Source records

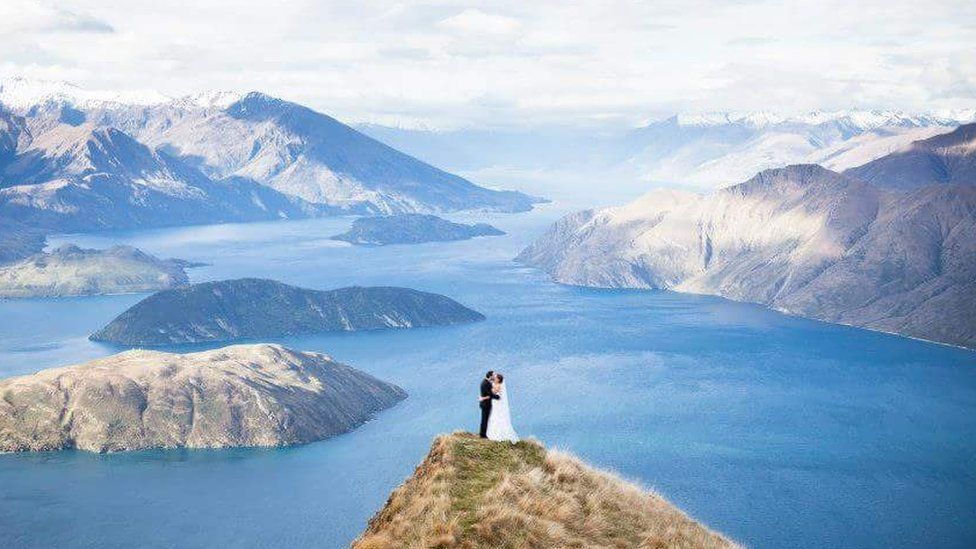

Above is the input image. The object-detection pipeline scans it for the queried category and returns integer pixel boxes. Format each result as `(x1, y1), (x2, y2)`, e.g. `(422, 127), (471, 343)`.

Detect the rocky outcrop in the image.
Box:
(0, 245), (192, 297)
(0, 123), (336, 232)
(518, 165), (976, 347)
(352, 433), (739, 549)
(91, 278), (484, 346)
(0, 79), (538, 231)
(0, 218), (46, 265)
(845, 124), (976, 191)
(0, 345), (406, 452)
(332, 214), (505, 246)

Goal -
Rewrite the records as a two-column CSV with the header row request,boxes. Give one row per request: put its full text in the first column and its answer in the second. Wrap each field in double quotes, replace line breaks with spaces, and omit the pictures.

Task output -
request,boxes
"Above is the input image. The object-detection pipeline scans it for the queried category and returns integer pixel boxes. Format each result as `(x1, y1), (x2, y2)`, e.g. `(422, 127), (471, 343)`. Detect the rocky outcrop in the image. Box:","(0, 245), (192, 297) (0, 123), (336, 232) (518, 165), (976, 347) (352, 433), (739, 549) (91, 278), (484, 346) (0, 79), (538, 231) (0, 218), (46, 265) (845, 124), (976, 191) (0, 345), (406, 452) (332, 214), (505, 246)"